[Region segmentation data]
+-------+

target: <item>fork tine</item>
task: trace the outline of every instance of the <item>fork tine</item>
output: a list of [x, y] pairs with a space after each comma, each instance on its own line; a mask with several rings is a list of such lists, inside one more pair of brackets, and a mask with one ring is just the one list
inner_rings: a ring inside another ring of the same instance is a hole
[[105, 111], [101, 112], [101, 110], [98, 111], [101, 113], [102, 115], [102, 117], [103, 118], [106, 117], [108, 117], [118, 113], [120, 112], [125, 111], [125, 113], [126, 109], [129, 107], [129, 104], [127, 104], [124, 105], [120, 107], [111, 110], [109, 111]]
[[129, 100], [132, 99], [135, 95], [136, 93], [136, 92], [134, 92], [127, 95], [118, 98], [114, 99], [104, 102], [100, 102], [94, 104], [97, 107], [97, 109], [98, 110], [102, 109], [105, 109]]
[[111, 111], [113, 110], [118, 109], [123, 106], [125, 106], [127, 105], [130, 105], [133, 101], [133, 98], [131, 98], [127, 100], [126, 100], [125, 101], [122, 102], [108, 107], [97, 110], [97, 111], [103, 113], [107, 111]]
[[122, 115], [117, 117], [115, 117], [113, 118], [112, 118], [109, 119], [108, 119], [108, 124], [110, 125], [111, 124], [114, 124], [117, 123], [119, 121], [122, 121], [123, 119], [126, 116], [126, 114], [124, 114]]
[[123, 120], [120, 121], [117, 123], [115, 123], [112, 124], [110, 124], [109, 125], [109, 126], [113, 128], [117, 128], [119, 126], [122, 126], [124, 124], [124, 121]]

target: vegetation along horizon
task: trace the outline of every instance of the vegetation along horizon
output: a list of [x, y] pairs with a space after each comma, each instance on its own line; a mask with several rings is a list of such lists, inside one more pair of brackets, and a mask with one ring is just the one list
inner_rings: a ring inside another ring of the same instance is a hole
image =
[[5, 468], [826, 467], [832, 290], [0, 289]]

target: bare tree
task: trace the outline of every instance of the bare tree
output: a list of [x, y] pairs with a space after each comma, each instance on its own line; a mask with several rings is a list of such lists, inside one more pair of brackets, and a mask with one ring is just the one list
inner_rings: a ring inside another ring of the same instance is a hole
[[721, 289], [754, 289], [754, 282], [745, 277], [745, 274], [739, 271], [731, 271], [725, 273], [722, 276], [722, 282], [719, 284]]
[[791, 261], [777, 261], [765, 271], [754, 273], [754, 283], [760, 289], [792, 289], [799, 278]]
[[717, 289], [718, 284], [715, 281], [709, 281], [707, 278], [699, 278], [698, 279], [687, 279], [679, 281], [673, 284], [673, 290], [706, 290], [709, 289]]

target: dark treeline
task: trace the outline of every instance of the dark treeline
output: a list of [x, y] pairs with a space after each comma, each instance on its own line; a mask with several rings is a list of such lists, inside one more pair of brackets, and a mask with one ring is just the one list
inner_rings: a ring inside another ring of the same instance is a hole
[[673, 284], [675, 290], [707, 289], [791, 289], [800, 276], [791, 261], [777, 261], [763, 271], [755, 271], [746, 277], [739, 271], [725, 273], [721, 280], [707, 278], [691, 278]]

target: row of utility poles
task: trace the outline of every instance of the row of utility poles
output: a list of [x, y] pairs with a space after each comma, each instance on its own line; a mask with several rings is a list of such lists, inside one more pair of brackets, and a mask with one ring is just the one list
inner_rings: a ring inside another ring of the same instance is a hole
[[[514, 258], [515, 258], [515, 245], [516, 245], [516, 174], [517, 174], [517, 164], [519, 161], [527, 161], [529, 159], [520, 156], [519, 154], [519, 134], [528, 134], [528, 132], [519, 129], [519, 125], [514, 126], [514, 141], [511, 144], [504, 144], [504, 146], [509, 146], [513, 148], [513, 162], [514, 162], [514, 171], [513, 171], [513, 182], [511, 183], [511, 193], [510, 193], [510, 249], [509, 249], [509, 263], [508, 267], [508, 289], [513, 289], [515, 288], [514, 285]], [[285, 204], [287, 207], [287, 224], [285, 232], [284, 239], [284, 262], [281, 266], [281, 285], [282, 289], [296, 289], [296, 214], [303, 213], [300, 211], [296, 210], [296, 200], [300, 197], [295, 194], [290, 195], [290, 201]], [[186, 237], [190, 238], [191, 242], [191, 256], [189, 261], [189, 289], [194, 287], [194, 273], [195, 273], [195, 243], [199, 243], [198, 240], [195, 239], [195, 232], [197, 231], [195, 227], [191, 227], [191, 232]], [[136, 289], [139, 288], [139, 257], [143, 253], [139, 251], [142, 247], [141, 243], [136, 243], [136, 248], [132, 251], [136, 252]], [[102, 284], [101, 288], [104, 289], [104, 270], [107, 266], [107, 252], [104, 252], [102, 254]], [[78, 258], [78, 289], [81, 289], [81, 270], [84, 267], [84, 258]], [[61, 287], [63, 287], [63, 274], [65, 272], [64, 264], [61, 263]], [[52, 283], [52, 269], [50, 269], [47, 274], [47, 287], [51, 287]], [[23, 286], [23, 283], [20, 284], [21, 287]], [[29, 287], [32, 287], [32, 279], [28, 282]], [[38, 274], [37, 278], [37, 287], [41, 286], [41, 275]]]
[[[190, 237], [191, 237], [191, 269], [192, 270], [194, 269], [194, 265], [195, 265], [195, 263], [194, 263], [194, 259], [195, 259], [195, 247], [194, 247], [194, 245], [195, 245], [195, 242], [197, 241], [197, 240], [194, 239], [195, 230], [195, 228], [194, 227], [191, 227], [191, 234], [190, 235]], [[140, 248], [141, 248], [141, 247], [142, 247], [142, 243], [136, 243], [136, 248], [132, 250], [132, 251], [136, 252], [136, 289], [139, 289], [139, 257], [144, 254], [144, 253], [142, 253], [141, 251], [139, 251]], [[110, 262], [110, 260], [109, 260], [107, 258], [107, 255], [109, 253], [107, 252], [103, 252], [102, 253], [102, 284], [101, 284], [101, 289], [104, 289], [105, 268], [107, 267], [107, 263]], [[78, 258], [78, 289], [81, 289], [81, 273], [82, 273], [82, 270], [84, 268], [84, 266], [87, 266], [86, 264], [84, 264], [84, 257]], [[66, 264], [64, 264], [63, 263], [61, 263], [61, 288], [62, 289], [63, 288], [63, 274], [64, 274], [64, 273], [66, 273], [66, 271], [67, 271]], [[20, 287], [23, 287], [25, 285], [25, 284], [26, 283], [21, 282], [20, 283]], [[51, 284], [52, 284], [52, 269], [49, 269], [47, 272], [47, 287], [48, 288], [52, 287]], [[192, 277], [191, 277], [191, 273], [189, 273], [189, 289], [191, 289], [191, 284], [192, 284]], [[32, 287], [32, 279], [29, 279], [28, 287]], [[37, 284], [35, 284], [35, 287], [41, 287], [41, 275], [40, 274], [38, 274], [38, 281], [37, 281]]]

+-------+

**What is required**
Reproduce the material above with "trace the outline of" changed to "draw the boundary of" wherever it occurs, leaving all other text as it is.

**The answer**
target: <item>fork tine</item>
task: draw the boundary of every instance of the <item>fork tine</item>
output: a list of [x, y] pairs with a space after each comma, each instance on its own line; a mask with several rings is a list of such lists, inside one more pair of brackets, and a mask with one ring is just the one list
inner_rings: a ring inside another ring of the same instance is a hole
[[105, 111], [101, 112], [101, 110], [98, 111], [101, 113], [102, 115], [102, 117], [103, 118], [106, 117], [108, 117], [118, 113], [120, 112], [125, 111], [125, 113], [126, 109], [129, 107], [129, 104], [127, 104], [124, 105], [120, 107], [111, 110], [109, 111]]
[[129, 100], [132, 99], [135, 95], [136, 93], [136, 92], [134, 92], [127, 95], [118, 98], [114, 99], [104, 102], [100, 102], [94, 104], [97, 107], [97, 109], [98, 110], [102, 109], [105, 109]]
[[111, 111], [113, 110], [118, 109], [123, 106], [125, 106], [127, 105], [130, 105], [133, 101], [133, 98], [131, 98], [127, 100], [126, 100], [125, 101], [122, 102], [108, 107], [97, 110], [97, 111], [103, 113], [107, 111]]
[[122, 115], [117, 117], [115, 117], [113, 118], [112, 118], [109, 119], [108, 119], [108, 124], [110, 125], [111, 124], [114, 124], [117, 123], [119, 121], [122, 121], [123, 119], [126, 116], [126, 114], [124, 114]]
[[123, 120], [120, 121], [117, 123], [115, 123], [112, 124], [110, 124], [109, 125], [109, 126], [113, 128], [117, 128], [119, 126], [122, 126], [124, 124], [124, 121]]

target: vegetation along horizon
task: draw the boundary of every instance of the vegetation along horizon
output: a list of [x, y] pairs with a space after each comma, each instance on its own line; a mask with several rings is a list of such lists, inside one more pair of brackets, and a mask with one ring is just the one list
inner_rings: a ring inside another ring of the same instance is a hole
image =
[[5, 468], [826, 467], [832, 290], [0, 289]]

target: bare tree
task: draw the boundary of every instance of the bare tree
output: a list of [x, y] pairs with a space after each comma, each instance on its own line; a mask with several rings is a list of such lists, inside one more pair of brackets, and a mask with one ring is just the one list
inner_rings: a ring inside another ring of the same instance is a hole
[[721, 289], [754, 289], [754, 282], [745, 277], [745, 274], [739, 271], [731, 271], [725, 273], [722, 276], [722, 282], [719, 284]]
[[791, 261], [777, 261], [765, 271], [754, 273], [754, 283], [760, 289], [792, 289], [799, 278]]
[[717, 289], [718, 284], [715, 281], [709, 281], [707, 278], [699, 278], [698, 279], [687, 279], [679, 281], [673, 284], [673, 290], [706, 290], [709, 289]]

target: dark treeline
task: draw the boundary of every instance of the dark treeline
output: a list of [x, y] pairs with a space after each comma, each instance on its own line; a mask with several rings is a list of such lists, inside one more pair of brackets, and a mask with one ring is just the one list
inner_rings: a ring inside another ring of the same instance is a hole
[[673, 284], [675, 290], [707, 289], [791, 289], [800, 276], [791, 261], [777, 261], [763, 271], [755, 271], [746, 277], [739, 271], [725, 273], [721, 280], [707, 278], [691, 278]]

target: row of utility poles
task: draw the boundary of every instance of the row of utility poles
output: a list of [x, y] pairs with a space after each comma, each instance on its own line; a mask with several rings is a list of such lists, inside one more pair of brackets, and a mask with one ring is just the one list
inner_rings: a ring inside another ring of the same instance is a hole
[[[514, 258], [515, 258], [515, 245], [516, 245], [516, 174], [517, 174], [517, 164], [519, 161], [527, 161], [529, 159], [520, 156], [519, 154], [519, 134], [528, 134], [528, 132], [519, 129], [519, 125], [514, 126], [514, 141], [511, 144], [504, 144], [504, 146], [509, 146], [513, 148], [513, 162], [514, 162], [514, 171], [513, 171], [513, 182], [511, 183], [511, 193], [510, 193], [510, 249], [509, 249], [509, 263], [508, 267], [508, 289], [513, 289], [515, 288], [514, 285]], [[285, 204], [287, 207], [287, 224], [285, 232], [284, 239], [284, 262], [281, 266], [281, 285], [282, 289], [296, 289], [296, 214], [303, 213], [300, 211], [296, 210], [296, 200], [300, 197], [295, 194], [290, 195], [290, 201]], [[186, 237], [190, 238], [191, 242], [191, 256], [189, 261], [189, 289], [194, 287], [194, 273], [195, 273], [195, 243], [199, 243], [198, 240], [195, 239], [195, 232], [197, 231], [195, 227], [191, 227], [191, 232]], [[136, 289], [139, 288], [139, 257], [143, 253], [139, 251], [142, 247], [141, 243], [136, 243], [136, 248], [132, 251], [136, 252]], [[102, 284], [101, 288], [104, 289], [104, 270], [107, 266], [107, 252], [104, 252], [102, 254]], [[78, 258], [78, 289], [81, 289], [81, 270], [84, 267], [84, 258]], [[61, 287], [63, 287], [63, 274], [65, 272], [64, 264], [61, 263]], [[52, 283], [52, 269], [50, 269], [47, 274], [47, 287], [51, 287]], [[23, 286], [23, 283], [20, 284], [21, 287]], [[29, 287], [32, 287], [32, 279], [28, 282]], [[38, 274], [37, 278], [37, 287], [41, 286], [41, 275]]]
[[[190, 237], [191, 237], [191, 269], [192, 270], [194, 269], [194, 265], [195, 265], [195, 263], [194, 263], [194, 259], [195, 259], [195, 247], [194, 247], [194, 245], [195, 245], [195, 242], [197, 241], [197, 240], [194, 239], [195, 230], [195, 228], [194, 227], [191, 227], [191, 234], [190, 235]], [[140, 248], [141, 248], [141, 247], [142, 247], [142, 243], [136, 243], [136, 248], [132, 250], [132, 251], [136, 252], [136, 289], [139, 289], [139, 257], [144, 254], [144, 253], [142, 253], [141, 251], [139, 251]], [[110, 262], [110, 260], [109, 260], [107, 258], [107, 255], [109, 253], [107, 252], [103, 252], [102, 253], [102, 284], [101, 284], [101, 289], [104, 289], [105, 268], [107, 267], [107, 263]], [[78, 258], [78, 289], [81, 289], [81, 273], [82, 273], [82, 270], [84, 268], [84, 266], [87, 266], [86, 264], [84, 264], [84, 257]], [[66, 264], [64, 264], [63, 263], [61, 263], [61, 288], [62, 289], [63, 288], [63, 274], [64, 274], [64, 273], [66, 273], [66, 271], [67, 271]], [[20, 287], [23, 287], [25, 285], [25, 284], [26, 283], [21, 282], [20, 283]], [[51, 284], [52, 284], [52, 269], [49, 269], [47, 272], [47, 287], [48, 288], [52, 287]], [[192, 277], [191, 277], [191, 273], [189, 273], [189, 289], [191, 289], [191, 284], [192, 284]], [[32, 287], [32, 279], [29, 279], [28, 287]], [[37, 284], [35, 284], [35, 287], [41, 287], [41, 275], [40, 274], [38, 274], [38, 281], [37, 281]]]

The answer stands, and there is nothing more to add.